#### Instructions to follow:
Update all of the material below by replacing "vertex pairs" with "coordinate pairs" wherever it occurs, and leave everything else unchanged.

-=-=-=-=-

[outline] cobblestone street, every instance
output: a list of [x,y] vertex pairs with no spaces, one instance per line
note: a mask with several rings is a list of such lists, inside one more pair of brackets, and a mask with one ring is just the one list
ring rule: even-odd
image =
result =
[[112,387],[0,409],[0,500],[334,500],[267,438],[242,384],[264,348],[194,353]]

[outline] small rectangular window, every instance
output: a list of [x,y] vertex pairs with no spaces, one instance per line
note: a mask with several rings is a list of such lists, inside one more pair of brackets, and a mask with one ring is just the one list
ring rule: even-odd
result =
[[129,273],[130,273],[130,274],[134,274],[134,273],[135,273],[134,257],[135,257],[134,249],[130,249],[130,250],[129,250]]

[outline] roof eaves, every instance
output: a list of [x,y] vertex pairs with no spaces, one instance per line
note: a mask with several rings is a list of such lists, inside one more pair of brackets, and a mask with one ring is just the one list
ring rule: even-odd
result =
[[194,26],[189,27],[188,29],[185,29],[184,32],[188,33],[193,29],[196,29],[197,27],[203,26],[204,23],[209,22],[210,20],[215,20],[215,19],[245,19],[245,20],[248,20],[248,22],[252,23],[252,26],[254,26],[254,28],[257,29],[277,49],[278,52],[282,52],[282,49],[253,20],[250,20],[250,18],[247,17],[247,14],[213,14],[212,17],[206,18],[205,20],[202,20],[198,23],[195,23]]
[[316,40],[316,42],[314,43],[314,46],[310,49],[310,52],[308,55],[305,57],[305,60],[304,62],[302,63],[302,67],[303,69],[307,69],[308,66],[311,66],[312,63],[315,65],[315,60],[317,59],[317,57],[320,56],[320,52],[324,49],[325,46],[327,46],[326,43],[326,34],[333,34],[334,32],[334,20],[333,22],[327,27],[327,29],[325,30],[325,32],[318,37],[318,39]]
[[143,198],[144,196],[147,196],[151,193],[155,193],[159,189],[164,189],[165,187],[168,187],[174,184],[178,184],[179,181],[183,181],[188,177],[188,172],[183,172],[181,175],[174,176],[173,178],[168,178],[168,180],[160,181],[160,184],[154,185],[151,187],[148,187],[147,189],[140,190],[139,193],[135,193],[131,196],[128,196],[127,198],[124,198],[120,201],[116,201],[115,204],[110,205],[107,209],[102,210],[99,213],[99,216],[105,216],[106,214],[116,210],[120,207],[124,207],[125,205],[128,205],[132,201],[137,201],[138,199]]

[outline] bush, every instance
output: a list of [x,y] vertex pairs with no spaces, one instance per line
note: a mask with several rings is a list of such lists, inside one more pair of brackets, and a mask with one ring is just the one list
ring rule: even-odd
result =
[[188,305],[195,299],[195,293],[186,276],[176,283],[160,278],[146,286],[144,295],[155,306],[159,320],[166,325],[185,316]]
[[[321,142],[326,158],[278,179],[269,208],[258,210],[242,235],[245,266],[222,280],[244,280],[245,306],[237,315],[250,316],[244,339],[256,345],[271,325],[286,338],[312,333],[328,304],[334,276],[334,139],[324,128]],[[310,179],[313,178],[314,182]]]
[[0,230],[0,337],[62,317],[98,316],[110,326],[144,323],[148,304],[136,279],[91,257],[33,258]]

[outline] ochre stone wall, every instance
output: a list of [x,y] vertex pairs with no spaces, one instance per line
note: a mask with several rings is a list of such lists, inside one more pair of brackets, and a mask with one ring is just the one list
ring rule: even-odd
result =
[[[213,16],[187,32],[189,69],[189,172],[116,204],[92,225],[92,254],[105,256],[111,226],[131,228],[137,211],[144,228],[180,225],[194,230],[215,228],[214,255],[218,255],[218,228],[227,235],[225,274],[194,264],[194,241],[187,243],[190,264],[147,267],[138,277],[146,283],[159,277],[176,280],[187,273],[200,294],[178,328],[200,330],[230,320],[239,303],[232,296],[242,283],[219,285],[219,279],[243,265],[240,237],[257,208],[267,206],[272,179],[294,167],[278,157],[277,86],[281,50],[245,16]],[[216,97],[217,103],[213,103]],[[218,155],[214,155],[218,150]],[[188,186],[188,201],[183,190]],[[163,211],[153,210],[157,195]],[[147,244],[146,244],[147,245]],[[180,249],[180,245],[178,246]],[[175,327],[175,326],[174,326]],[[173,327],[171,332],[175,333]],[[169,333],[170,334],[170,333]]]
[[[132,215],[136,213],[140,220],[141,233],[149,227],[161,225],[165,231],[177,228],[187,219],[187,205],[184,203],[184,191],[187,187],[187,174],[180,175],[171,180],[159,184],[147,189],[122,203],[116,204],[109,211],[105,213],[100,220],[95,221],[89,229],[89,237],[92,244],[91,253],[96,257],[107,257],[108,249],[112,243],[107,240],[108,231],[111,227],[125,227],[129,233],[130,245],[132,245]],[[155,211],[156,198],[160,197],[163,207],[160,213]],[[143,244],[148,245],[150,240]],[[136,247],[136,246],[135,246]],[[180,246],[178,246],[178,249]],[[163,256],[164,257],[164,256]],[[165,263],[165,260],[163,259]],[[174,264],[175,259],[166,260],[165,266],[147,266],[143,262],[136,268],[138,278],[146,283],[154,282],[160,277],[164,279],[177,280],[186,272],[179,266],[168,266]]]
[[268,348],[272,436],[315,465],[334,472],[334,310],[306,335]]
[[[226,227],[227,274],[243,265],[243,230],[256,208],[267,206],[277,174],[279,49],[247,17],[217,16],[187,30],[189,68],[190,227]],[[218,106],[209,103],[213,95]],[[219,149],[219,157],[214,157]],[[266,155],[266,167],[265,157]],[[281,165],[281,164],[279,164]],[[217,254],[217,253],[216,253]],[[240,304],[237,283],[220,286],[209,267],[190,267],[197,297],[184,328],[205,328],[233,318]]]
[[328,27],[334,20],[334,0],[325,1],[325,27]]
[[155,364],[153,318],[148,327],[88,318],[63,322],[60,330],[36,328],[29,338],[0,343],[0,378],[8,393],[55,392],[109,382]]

-=-=-=-=-

#### Answer for the task:
[outline] cobblestone street, every instance
output: a list of [x,y] coordinate pairs with no spaces, one instance per line
note: a mask with several rings is a list of such lists, inside one more pair of brackets, and a mask with one ring is just the one list
ring rule: even-odd
image =
result =
[[112,387],[0,409],[0,500],[334,500],[267,438],[242,384],[264,348],[194,353]]

[outline] small rectangular window, every instance
output: a list of [x,y] coordinate pairs with no spaces, one instance per line
note: a mask with several rings is a list of such lists, inside one more pair of brackets, and a mask with one ring is just the one list
ring rule: even-odd
result =
[[129,273],[130,273],[130,274],[134,274],[134,273],[135,273],[134,257],[135,257],[134,249],[130,249],[130,250],[129,250]]

[outline] roof eaves, every instance
output: a list of [x,y] coordinate pairs with no spaces, one instance per line
note: a mask with several rings is a list of such lists, inside one more pair of brackets, and a mask with one ring is just the one list
ring rule: even-odd
result =
[[194,26],[189,27],[188,29],[185,29],[184,32],[188,33],[193,29],[196,29],[197,27],[203,26],[204,23],[209,22],[210,20],[215,20],[215,19],[245,19],[245,20],[248,20],[248,22],[252,23],[252,26],[254,26],[254,28],[257,29],[277,49],[278,52],[282,52],[282,49],[253,20],[250,20],[250,18],[247,17],[247,14],[213,14],[212,17],[206,18],[205,20],[202,20],[198,23],[195,23]]
[[316,40],[316,42],[314,43],[314,46],[310,49],[310,52],[308,55],[305,57],[305,60],[304,62],[302,63],[302,67],[303,69],[307,69],[308,66],[311,66],[312,63],[315,65],[315,60],[317,59],[317,57],[320,56],[320,52],[324,49],[325,46],[327,46],[326,43],[326,34],[333,34],[334,32],[334,20],[333,22],[327,27],[327,29],[325,30],[325,32],[318,37],[318,39]]
[[143,198],[144,196],[147,196],[151,193],[155,193],[159,189],[164,189],[165,187],[168,187],[174,184],[178,184],[179,181],[183,181],[188,177],[188,172],[183,172],[181,175],[174,176],[173,178],[168,178],[168,180],[160,181],[160,184],[154,185],[151,187],[148,187],[147,189],[140,190],[139,193],[135,193],[131,196],[128,196],[127,198],[124,198],[120,201],[116,201],[115,204],[110,205],[107,209],[102,210],[99,213],[99,216],[105,216],[106,214],[116,210],[120,207],[124,207],[125,205],[128,205],[132,201],[137,201],[138,199]]

[outline] bush, every instance
output: a list of [x,y] coordinate pairs with no spaces, one instance per line
note: a mask with several rings is a list of such lists, inside one more pair of brackets, and a mask with one ring is just the one list
ring rule: even-odd
result =
[[188,305],[195,299],[195,293],[186,276],[176,283],[160,278],[146,286],[144,295],[155,306],[159,320],[166,325],[185,316]]
[[[321,142],[326,158],[278,179],[269,208],[258,210],[242,235],[245,266],[222,280],[244,280],[245,306],[237,315],[250,316],[244,339],[256,345],[271,325],[286,338],[312,333],[328,304],[334,276],[334,139],[324,128]],[[310,179],[313,178],[314,182]]]
[[0,230],[0,337],[62,317],[98,316],[110,326],[144,323],[148,304],[136,279],[91,257],[33,258]]

[outline] ochre stone wall, every instance
output: a list of [x,y] coordinate pairs with no spaces, one instance per line
note: a mask with several rings is a list of such lists, inside one more pair of brackets, and a mask with one ring is just the one list
ring rule: even-odd
result =
[[[213,16],[187,32],[189,69],[189,172],[116,204],[92,225],[92,254],[105,256],[111,226],[131,228],[137,211],[144,228],[180,225],[194,230],[215,228],[214,255],[218,255],[218,228],[227,235],[225,274],[194,264],[194,241],[187,243],[190,264],[147,267],[138,277],[146,283],[159,277],[176,280],[187,273],[200,294],[178,328],[200,330],[230,320],[239,303],[232,296],[242,283],[219,285],[219,279],[243,265],[240,237],[257,208],[267,206],[272,179],[294,167],[278,157],[277,86],[281,50],[245,16]],[[216,97],[217,103],[213,103]],[[218,155],[214,155],[218,150]],[[188,186],[188,201],[183,190]],[[163,211],[153,210],[157,195]],[[147,244],[146,244],[147,245]],[[180,249],[180,245],[178,246]],[[175,327],[175,326],[174,326]],[[173,327],[171,332],[175,333]],[[169,333],[170,334],[170,333]]]
[[[132,215],[136,213],[140,220],[141,233],[149,227],[161,225],[165,231],[177,228],[187,219],[187,205],[184,203],[184,191],[187,187],[187,174],[180,175],[171,180],[159,184],[147,189],[122,203],[116,204],[109,211],[105,213],[100,220],[95,221],[89,229],[89,237],[92,244],[91,253],[96,257],[107,257],[108,249],[112,243],[107,240],[108,231],[111,227],[125,227],[129,233],[130,245],[132,245]],[[155,211],[156,198],[160,197],[163,207],[160,213]],[[143,244],[148,245],[150,240]],[[136,247],[136,246],[135,246]],[[180,246],[178,246],[178,249]],[[163,256],[164,257],[164,256]],[[165,263],[165,260],[163,259]],[[174,264],[175,259],[166,260],[165,266],[147,266],[143,262],[136,268],[138,278],[146,283],[154,282],[160,277],[164,279],[177,280],[186,272],[179,266],[168,266]]]
[[268,348],[272,436],[315,465],[334,472],[334,310],[306,335]]
[[[226,227],[227,274],[243,265],[243,230],[256,208],[267,206],[277,174],[279,49],[247,17],[217,16],[187,30],[189,68],[190,227]],[[218,106],[209,103],[213,95]],[[219,149],[219,157],[214,157]],[[266,155],[266,167],[265,157]],[[281,165],[281,164],[279,164]],[[217,254],[217,253],[216,253]],[[240,304],[237,283],[220,286],[209,267],[190,267],[197,297],[184,328],[205,328],[233,318]]]
[[328,27],[334,20],[334,0],[325,1],[325,27]]
[[155,364],[153,318],[148,327],[88,318],[63,322],[60,330],[36,328],[29,338],[0,343],[0,378],[8,393],[55,392],[109,382]]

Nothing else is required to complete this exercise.